**** EXCERPTED TEXT

The Recipe: Whip up a bowl of this earl grey blueberry oatmeal to start your day off right. Steep the milk with a tea bag to give the classic breakfast something special then top with fruits and seeds.
The Facts: According to Glassman, studies have linked celery to low pressure, making it a healthy, stress-relieving food. It's also high in antioxidants and vitamins B6, C, K, potassium, and folate. Crunch on it plain or add it to a slaw or salad to incorporate it in your diet.
The Recipe: This cleansing slaw with rosemary dressing is a tasty way to slip some celery into a meal. Toss together chopped up veggies like cabbage, fennel, apples, celery, beets, and carrots for a healthy side or larger salad.
The Facts: Glassman and Gioffre agree that leafy greens are key to naturally reducing stress levels in the body. Think spinach, kale, watercress, and romaine. They're high in minerals, which relieve stress, and contain folate, which produces dopamine (a pleasure-inducing chemical).
The Recipe: You could easily whip up a big salad loaded with leafy, green vegetables, or you could mix things up with this super green soup. It contains spinach, broccoli, and mint to pack a nutritious punch.

********

INSTRUCTIONS FOR THE TASK:
Can you set down the food passage word for word?

**** SUPPLIED MATERIAL

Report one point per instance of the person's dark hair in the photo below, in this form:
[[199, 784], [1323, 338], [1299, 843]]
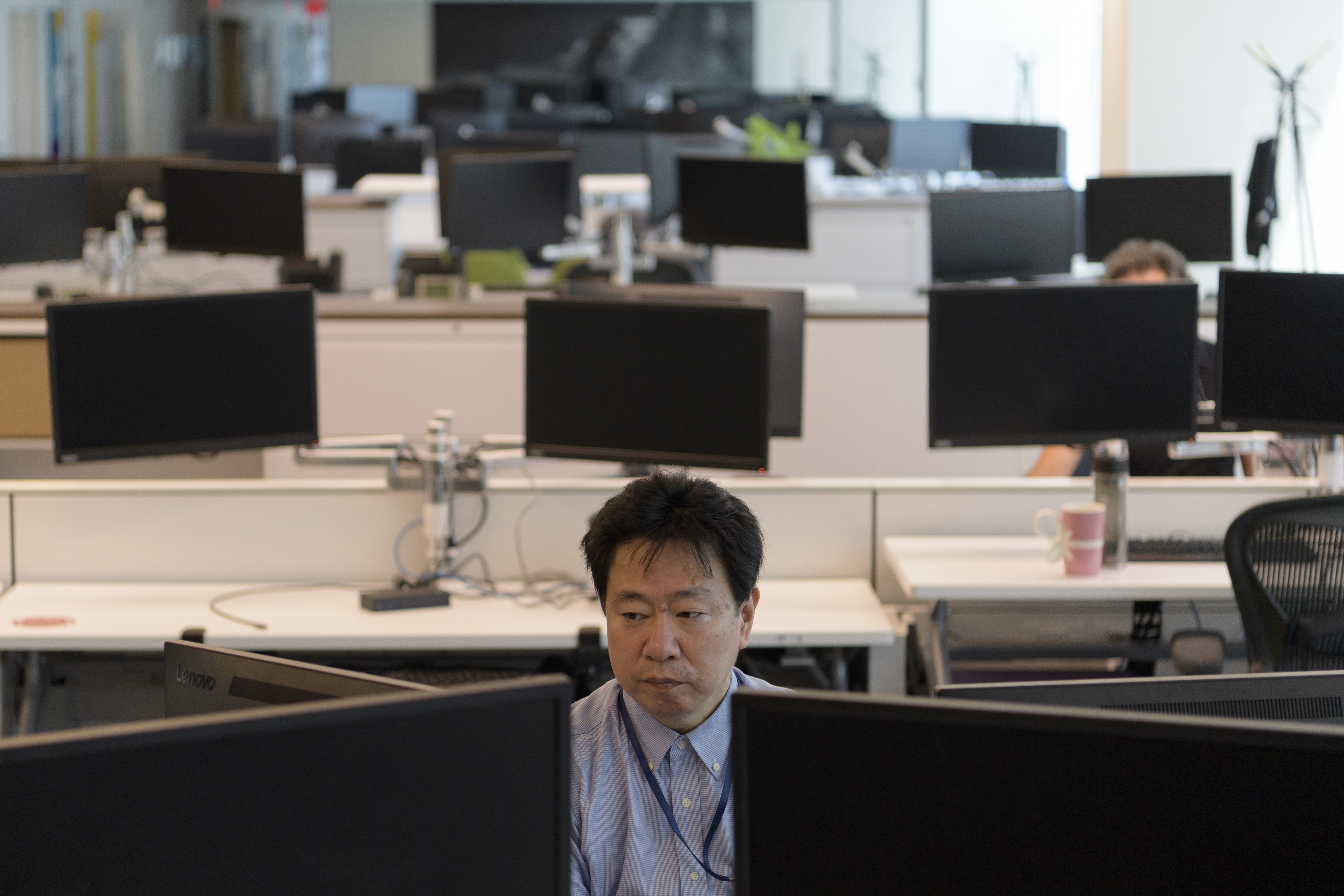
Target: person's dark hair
[[672, 507], [1136, 256]]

********

WRITTEN ANSWER:
The Recipe: Whip up a bowl of this earl grey blueberry oatmeal to start your day off right. Steep the milk with a tea bag to give the classic breakfast something special then top with fruits and seeds.
The Facts: According to Glassman, studies have linked celery to low pressure, making it a healthy, stress-relieving food. It's also high in antioxidants and vitamins B6, C, K, potassium, and folate. Crunch on it plain or add it to a slaw or salad to incorporate it in your diet.
The Recipe: This cleansing slaw with rosemary dressing is a tasty way to slip some celery into a meal. Toss together chopped up veggies like cabbage, fennel, apples, celery, beets, and carrots for a healthy side or larger salad.
The Facts: Glassman and Gioffre agree that leafy greens are key to naturally reducing stress levels in the body. Think spinach, kale, watercress, and romaine. They're high in minerals, which relieve stress, and contain folate, which produces dopamine (a pleasure-inducing chemical).
The Recipe: You could easily whip up a big salad loaded with leafy, green vegetables, or you could mix things up with this super green soup. It contains spinach, broccoli, and mint to pack a nutritious punch.